• Work instructions: Rewrite every one of the records below, replacing "pixel coordinates" with "image coordinates" wherever it occurs and leaving everything else unchanged.

Lines of data

---+---

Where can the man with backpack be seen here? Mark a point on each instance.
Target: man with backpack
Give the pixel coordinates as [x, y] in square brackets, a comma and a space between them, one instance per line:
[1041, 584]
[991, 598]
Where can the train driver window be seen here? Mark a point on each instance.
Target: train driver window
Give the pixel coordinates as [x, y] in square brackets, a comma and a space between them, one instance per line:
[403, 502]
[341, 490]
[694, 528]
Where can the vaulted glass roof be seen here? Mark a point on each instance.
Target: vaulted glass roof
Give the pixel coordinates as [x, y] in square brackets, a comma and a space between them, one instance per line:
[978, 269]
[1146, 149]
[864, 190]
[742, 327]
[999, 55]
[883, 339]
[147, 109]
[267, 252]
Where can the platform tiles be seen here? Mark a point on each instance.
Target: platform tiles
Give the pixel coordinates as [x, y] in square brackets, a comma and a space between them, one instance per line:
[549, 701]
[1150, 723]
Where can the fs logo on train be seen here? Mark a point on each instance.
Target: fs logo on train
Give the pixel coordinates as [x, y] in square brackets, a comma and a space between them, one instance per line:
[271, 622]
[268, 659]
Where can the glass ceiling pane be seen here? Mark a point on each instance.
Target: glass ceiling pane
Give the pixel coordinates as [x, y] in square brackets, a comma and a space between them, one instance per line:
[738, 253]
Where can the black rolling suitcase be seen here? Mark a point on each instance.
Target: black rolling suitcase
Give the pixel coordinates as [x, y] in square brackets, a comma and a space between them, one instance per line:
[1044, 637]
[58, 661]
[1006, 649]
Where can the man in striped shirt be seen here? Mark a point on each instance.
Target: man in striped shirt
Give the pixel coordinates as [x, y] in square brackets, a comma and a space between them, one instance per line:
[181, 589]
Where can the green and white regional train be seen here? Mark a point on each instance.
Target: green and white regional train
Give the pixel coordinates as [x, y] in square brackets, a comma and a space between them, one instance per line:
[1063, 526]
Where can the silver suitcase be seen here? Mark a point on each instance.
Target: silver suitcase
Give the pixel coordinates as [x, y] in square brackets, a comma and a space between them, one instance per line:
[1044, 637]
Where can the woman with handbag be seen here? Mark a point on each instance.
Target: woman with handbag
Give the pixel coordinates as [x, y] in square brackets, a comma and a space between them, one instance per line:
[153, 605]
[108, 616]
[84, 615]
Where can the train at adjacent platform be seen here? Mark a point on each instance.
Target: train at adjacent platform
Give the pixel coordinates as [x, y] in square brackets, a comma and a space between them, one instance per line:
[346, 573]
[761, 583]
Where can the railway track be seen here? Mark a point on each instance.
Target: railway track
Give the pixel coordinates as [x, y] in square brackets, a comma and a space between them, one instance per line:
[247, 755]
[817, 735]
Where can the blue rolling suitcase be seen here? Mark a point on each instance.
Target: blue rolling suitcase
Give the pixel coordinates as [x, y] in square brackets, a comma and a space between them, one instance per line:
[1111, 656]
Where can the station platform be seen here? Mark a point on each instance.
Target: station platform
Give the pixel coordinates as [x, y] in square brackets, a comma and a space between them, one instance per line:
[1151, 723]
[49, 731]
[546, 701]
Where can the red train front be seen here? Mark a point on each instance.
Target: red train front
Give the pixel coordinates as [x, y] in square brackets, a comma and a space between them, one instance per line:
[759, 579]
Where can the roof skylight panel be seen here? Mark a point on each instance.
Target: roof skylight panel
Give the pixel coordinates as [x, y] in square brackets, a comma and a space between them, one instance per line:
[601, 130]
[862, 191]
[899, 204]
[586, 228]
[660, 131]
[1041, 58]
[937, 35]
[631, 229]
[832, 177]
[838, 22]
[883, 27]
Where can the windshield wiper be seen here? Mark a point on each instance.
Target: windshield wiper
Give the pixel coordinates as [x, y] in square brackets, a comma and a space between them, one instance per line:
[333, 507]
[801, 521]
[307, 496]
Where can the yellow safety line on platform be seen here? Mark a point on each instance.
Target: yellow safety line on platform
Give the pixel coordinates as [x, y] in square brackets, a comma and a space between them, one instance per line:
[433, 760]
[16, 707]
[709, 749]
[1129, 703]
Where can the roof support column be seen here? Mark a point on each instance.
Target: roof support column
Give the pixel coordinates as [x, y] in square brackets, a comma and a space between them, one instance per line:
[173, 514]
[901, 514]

---+---

• Full output:
Where can the man with backpack be seen here? Mark a point on each instance.
Target: man with backpack
Give the image coordinates as [x, y] in square brackets, a comma and a space between them, one instance per line:
[1041, 584]
[991, 598]
Where can the train driver window be seen here? Mark a point on each instance.
Target: train driver window
Give the image coordinates as [x, y] in square brackets, a comma and a space between them, one instance per line:
[403, 502]
[341, 490]
[694, 528]
Where can the vaulted glass roof be seen here? Mark a point on each instance.
Target: vaulted glass roof
Give the image coordinates as [x, y] in square brackets, a comma and a space between them, one instance per line:
[978, 269]
[1146, 149]
[864, 190]
[742, 327]
[999, 55]
[883, 339]
[147, 109]
[267, 252]
Where can the platform tiles be seen here? Mark a point on each instance.
Target: platform tiles
Give the image coordinates as [x, y] in square brackets, a comma and a space between them, one instance per line:
[549, 701]
[1150, 723]
Where can the fs logo on train be seen here? Mark a point on each instance.
Target: fs logo on train
Give the image coordinates as [x, y] in square brackets, a comma and a space between them, one instance per line:
[271, 622]
[268, 659]
Where can the glass ceiling pane be seen here? Mark a point on each instance.
Target: glass ceiling pane
Give the image coordinates as [x, y] in square brackets, a comma and a space between them, one instance per line:
[738, 253]
Where can the black rolling suitcase be seen here? Mark a point on each instance.
Target: black rolling suitcase
Give the image coordinates as [x, y] in square brackets, a comma and a space between them, one instance per line:
[1044, 637]
[58, 661]
[1006, 649]
Where can the man in striped shirt be seen here? Mark a point on each instance.
Target: man in striped shirt
Give the image coordinates as [x, y] in square brackets, a comma and a space between them, one instance per line:
[181, 589]
Where can the green and white regional train be seen here? Mark a point on each instance.
Target: green and white regional train
Give the image coordinates as [x, y] in square brackets, a comma and a space between them, one instance per line:
[1063, 526]
Where can the silver suitcase be seen here? Mark a point on each instance.
Target: silver suitcase
Give the image coordinates as [x, y] in square brackets, a comma and a space between them, one instance per line:
[1044, 637]
Where can the woman with handbag be seen here? Mark a point on each instance.
Target: woman with handbag
Give the image coordinates as [x, y] in square brackets, a comma and a space between them, one instance per line:
[153, 605]
[108, 616]
[84, 615]
Where can the train at adjacent platform be seen here? Mark a point on each instance.
Target: train at adjacent platform
Give the image coordinates as [x, y] in square brackets, a comma and a space between them, one instance per line:
[346, 573]
[761, 583]
Where can the railway track be seen here? Mark a point on each instance.
Target: railway track
Give the image coordinates as [x, y] in square brackets, a comma and a space between them, one instance per line:
[247, 755]
[817, 735]
Where can the blue rolling suitcase be seen here? Mark a point on each instance.
Target: blue rolling suitcase
Give the image coordinates as [x, y] in square brackets, a comma and a space between them, one instance per line:
[1111, 656]
Where can the station platform be seen here? Mark a point on each instance.
Target: station platform
Give the image coordinates as [x, y] in square brackets, a comma and a space between them, one instance per line:
[1151, 723]
[49, 731]
[546, 701]
Where can the red train front be seen here? Mark a point on each instance.
Target: red train front
Give the image coordinates as [x, y] in square brackets, a comma and a space between them, one instance per line:
[759, 579]
Where can the roof skylight panel be seen here? Mark a point on each instance.
Target: roof skylight panel
Give the image coordinates as [x, y] in square brackets, a comma and a space between them, one instance per line:
[601, 130]
[862, 191]
[899, 204]
[586, 228]
[660, 131]
[1041, 58]
[937, 35]
[631, 229]
[832, 177]
[838, 22]
[883, 27]
Where can the windshield wiper be seen here? Mark a point on each instance.
Target: windshield wiper
Give the image coordinates as [x, y] in square brackets, a comma and a space between them, one instance per line:
[333, 507]
[801, 521]
[307, 496]
Where can the yellow safety line on platform be seen here? Mark a point on each instance.
Target: yellow safety line on platform
Give the image coordinates as [x, y] in square brackets, a comma and a space between them, one instance per line:
[433, 760]
[16, 707]
[709, 749]
[1129, 703]
Where can the roof support column be seen here? Mark a point on each instance.
Target: roof support column
Give the image coordinates as [x, y] in square brackets, a comma and a space between them, one instance per line:
[173, 514]
[901, 514]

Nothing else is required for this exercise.